Work through the entries below and show every line in which "pitch" is found.
_____
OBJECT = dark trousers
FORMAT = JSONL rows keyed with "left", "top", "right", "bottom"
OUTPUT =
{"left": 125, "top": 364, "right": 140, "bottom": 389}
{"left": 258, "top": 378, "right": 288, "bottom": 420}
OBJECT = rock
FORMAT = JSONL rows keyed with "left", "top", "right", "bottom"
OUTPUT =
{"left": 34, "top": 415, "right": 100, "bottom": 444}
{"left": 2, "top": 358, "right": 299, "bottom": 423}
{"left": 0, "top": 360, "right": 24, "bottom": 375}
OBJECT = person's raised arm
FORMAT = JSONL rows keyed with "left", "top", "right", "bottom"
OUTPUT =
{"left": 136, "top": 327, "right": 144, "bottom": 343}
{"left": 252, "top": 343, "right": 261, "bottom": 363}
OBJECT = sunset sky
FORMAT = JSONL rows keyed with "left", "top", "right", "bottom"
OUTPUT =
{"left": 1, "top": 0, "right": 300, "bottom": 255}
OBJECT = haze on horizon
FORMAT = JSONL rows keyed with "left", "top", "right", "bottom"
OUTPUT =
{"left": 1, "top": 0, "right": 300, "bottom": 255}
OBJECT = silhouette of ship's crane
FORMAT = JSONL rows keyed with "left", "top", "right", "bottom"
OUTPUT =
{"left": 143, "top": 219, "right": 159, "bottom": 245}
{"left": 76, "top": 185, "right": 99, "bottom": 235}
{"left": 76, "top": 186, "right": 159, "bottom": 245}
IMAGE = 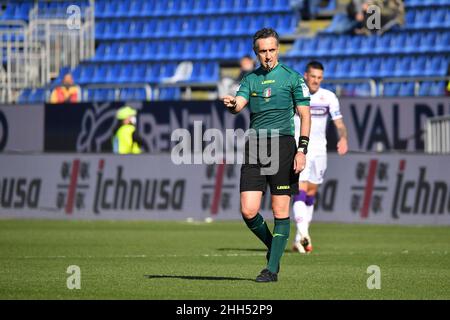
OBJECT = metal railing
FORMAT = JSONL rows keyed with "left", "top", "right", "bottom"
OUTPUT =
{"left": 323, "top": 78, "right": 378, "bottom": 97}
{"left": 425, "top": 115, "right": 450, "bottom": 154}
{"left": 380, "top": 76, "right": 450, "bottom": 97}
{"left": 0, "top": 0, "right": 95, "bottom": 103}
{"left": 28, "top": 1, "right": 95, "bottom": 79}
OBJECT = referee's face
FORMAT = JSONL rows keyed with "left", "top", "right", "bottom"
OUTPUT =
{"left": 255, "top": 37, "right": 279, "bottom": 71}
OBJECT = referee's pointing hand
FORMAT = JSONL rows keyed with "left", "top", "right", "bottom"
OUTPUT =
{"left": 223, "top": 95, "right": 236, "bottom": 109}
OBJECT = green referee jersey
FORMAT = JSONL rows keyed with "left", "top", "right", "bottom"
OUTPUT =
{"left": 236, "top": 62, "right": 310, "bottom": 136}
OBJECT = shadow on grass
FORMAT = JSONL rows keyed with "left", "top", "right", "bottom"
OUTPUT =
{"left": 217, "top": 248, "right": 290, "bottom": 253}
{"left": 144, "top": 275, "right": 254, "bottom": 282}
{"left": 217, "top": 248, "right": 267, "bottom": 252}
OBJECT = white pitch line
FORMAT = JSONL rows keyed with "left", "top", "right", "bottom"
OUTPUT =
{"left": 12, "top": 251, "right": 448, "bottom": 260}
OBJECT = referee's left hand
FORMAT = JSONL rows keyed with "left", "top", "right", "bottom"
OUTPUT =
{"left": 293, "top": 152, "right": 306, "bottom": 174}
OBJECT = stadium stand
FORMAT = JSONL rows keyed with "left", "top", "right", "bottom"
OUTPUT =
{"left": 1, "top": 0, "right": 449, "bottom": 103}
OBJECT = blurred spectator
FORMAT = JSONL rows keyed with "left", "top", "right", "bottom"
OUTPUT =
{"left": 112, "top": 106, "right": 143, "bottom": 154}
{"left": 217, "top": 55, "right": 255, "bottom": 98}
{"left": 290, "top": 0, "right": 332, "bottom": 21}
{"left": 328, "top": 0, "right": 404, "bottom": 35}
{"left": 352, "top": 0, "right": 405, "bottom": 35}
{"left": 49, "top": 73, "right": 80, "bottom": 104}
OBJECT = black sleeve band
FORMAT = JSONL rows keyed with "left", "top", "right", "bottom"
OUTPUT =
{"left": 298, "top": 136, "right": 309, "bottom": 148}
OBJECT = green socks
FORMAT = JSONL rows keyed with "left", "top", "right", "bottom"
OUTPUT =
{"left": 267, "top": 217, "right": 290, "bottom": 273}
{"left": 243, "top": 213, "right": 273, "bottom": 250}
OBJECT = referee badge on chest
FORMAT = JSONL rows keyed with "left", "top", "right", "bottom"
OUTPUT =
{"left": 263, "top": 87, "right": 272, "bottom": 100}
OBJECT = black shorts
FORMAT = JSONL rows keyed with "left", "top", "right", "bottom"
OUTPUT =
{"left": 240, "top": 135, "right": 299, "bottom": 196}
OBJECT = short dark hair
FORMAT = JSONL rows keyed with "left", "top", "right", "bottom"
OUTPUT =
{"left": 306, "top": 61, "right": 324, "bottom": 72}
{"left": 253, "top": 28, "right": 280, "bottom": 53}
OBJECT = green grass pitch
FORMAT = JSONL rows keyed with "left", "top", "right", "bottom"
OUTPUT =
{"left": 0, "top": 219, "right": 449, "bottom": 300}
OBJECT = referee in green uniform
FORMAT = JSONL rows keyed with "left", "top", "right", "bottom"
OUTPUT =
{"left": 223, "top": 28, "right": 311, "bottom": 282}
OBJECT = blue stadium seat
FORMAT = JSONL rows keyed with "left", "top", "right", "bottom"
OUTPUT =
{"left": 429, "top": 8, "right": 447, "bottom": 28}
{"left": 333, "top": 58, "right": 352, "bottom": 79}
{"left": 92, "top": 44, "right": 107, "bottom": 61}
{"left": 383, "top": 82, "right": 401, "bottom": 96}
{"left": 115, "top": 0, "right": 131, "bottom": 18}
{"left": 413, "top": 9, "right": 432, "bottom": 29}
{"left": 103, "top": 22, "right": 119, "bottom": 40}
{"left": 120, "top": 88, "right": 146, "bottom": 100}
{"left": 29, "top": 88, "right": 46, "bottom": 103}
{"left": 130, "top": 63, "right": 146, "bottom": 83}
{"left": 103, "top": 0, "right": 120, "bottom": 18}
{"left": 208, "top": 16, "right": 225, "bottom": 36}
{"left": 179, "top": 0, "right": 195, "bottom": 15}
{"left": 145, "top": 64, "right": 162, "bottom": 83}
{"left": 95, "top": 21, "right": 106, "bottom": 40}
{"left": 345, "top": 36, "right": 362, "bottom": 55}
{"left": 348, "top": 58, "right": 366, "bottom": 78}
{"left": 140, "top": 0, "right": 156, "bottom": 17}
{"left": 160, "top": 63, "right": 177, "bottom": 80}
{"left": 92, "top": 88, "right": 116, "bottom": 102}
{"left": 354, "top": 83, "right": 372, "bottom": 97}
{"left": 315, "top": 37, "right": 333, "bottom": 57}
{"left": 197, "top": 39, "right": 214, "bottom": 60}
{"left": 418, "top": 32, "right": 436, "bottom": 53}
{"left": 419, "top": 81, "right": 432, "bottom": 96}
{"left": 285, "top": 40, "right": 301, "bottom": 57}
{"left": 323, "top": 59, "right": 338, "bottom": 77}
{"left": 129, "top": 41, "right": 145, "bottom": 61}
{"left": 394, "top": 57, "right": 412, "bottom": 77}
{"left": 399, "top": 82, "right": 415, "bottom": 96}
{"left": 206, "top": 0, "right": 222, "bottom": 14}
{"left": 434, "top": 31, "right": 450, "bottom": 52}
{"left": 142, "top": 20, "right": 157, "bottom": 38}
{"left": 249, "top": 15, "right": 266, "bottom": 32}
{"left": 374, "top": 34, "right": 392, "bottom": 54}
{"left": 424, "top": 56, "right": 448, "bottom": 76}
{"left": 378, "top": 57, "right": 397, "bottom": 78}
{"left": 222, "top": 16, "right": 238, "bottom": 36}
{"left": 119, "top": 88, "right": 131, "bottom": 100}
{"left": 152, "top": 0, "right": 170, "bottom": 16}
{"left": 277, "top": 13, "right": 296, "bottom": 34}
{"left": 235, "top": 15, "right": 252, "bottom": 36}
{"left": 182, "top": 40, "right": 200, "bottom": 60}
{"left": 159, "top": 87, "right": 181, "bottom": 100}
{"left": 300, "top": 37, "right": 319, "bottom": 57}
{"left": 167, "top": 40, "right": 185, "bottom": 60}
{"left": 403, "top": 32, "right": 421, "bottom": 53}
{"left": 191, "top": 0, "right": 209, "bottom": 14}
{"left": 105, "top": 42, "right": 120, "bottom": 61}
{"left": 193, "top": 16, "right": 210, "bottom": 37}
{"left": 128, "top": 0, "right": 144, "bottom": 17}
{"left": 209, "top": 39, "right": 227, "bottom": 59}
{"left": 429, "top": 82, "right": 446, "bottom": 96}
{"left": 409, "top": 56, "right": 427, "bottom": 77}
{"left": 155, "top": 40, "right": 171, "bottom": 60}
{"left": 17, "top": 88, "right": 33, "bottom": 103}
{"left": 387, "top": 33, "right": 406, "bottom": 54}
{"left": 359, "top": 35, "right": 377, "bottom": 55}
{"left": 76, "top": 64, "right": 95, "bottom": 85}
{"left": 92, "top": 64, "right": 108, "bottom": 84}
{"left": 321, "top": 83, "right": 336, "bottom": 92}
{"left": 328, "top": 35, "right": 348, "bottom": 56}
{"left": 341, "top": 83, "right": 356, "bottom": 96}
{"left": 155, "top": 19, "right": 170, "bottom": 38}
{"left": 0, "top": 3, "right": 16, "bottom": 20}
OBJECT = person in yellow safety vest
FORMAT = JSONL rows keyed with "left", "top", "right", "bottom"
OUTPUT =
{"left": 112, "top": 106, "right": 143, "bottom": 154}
_____
_Task result_.
OBJECT = white pitch line
OBJECT = green grass pitch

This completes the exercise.